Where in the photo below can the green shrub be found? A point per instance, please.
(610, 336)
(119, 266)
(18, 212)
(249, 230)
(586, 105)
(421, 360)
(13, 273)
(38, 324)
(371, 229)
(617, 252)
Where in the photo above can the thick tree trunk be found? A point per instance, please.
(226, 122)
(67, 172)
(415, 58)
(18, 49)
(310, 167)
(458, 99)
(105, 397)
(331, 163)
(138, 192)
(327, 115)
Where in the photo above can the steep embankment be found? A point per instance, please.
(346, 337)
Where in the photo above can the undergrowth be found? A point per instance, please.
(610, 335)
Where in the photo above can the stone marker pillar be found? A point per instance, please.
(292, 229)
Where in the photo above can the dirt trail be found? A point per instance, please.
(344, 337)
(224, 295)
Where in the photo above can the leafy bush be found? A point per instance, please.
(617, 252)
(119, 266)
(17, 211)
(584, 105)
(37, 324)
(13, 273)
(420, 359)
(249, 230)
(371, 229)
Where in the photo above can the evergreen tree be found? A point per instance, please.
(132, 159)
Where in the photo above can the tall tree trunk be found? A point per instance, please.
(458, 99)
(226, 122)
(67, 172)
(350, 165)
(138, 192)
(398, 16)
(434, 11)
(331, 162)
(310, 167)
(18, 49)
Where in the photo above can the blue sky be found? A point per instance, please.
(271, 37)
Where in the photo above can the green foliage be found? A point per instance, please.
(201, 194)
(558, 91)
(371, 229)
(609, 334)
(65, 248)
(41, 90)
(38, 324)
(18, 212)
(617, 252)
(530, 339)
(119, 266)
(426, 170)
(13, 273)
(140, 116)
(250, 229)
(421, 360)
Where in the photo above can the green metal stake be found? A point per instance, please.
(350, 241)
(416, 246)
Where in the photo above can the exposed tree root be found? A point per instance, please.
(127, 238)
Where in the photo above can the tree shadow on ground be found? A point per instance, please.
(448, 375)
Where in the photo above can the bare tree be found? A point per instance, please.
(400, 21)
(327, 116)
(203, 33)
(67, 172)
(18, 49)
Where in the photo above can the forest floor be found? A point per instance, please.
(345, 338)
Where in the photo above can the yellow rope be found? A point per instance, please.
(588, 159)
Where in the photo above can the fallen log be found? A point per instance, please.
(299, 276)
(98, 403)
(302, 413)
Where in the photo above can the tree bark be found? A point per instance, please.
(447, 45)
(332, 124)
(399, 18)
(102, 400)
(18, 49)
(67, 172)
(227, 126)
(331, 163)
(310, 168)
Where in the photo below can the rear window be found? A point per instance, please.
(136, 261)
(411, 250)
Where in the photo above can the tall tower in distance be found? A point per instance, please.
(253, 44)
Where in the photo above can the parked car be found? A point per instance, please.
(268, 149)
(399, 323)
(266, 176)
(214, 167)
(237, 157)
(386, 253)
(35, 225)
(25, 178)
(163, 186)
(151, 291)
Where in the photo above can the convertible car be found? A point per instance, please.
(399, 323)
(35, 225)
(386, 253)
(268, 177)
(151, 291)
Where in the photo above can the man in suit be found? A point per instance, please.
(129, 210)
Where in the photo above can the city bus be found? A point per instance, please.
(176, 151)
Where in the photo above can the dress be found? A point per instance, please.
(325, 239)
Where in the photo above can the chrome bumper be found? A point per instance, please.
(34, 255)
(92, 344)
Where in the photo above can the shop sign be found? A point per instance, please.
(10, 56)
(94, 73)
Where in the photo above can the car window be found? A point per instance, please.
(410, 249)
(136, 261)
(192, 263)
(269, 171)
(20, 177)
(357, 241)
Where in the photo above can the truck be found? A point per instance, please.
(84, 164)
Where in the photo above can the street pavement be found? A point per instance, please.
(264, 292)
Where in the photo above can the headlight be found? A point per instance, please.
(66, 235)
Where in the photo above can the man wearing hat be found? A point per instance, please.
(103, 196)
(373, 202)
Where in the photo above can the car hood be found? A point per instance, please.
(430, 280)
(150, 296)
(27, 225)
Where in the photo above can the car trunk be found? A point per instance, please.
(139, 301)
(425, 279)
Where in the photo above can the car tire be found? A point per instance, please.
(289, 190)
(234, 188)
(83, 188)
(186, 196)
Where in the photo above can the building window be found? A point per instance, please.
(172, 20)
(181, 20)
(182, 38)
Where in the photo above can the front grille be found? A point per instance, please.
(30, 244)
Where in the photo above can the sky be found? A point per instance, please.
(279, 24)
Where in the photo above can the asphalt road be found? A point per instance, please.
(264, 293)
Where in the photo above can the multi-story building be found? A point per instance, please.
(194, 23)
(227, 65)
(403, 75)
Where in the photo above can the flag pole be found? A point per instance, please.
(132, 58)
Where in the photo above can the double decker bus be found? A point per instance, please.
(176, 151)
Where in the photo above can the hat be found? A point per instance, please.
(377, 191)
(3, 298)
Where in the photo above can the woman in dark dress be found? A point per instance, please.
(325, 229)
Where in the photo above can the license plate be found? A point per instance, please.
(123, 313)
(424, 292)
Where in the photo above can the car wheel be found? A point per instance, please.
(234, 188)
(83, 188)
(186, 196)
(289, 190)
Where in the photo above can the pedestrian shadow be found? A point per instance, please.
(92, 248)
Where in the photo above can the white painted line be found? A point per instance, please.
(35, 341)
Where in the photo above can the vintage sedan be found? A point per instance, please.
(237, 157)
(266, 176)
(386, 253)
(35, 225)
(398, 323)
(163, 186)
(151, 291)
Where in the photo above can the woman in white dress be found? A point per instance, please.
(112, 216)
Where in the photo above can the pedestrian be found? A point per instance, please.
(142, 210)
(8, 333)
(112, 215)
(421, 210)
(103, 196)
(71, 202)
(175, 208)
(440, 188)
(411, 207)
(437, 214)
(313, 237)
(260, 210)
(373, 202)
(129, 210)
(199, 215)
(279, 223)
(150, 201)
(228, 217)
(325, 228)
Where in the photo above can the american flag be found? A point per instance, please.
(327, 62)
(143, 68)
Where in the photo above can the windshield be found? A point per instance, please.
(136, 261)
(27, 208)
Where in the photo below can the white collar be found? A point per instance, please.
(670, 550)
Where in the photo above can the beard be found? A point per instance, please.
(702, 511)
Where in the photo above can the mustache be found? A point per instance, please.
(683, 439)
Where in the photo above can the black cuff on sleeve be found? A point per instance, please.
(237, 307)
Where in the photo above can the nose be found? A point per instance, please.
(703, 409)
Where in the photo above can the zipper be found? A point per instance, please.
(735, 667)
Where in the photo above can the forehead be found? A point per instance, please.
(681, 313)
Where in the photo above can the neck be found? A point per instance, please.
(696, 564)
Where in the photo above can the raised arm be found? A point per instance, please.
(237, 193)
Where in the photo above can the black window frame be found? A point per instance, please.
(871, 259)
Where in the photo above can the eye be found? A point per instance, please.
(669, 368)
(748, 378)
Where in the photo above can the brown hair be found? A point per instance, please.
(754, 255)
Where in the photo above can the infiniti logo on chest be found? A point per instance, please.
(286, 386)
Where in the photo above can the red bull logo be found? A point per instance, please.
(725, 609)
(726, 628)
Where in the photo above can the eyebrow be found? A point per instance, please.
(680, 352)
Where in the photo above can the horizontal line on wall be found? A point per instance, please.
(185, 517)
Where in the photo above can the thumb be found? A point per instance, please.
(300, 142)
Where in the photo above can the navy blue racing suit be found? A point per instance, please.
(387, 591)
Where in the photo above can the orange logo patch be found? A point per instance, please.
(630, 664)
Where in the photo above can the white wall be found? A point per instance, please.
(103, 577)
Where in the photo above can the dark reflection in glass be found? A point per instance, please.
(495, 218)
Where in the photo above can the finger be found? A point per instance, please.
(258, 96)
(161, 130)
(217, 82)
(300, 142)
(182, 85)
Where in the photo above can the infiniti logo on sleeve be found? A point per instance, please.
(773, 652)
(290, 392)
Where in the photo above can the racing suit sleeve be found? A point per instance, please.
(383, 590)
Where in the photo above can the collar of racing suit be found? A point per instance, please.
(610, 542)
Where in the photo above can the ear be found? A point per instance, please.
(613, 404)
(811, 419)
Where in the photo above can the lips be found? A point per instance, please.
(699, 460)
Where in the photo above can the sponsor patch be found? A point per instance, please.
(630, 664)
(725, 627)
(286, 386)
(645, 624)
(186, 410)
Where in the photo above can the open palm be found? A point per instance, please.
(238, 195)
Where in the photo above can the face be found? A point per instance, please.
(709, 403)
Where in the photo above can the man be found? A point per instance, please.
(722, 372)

__EXERCISE TASK__.
Copy out the part of the listing that opens with the line containing "Where in the photo above can the ear" and runs to the end of the listing, keeping every line exactly the same.

__SOLUTION TO THE EXERCISE__.
Where in the photo above can the ear be found? A point per instance, please.
(613, 404)
(811, 419)
Where in the photo above can the lips be found? A point per instance, please.
(699, 460)
Where in the photo above can the sponsor patch be found? A point per instance, please.
(630, 664)
(725, 627)
(286, 386)
(645, 624)
(186, 410)
Where in the photo above can the open palm be found? A point per instance, please.
(238, 195)
Where in the photo above can the face be found? A point per instance, please.
(709, 403)
Where in the photo above can the man be found? A point per instance, please.
(722, 372)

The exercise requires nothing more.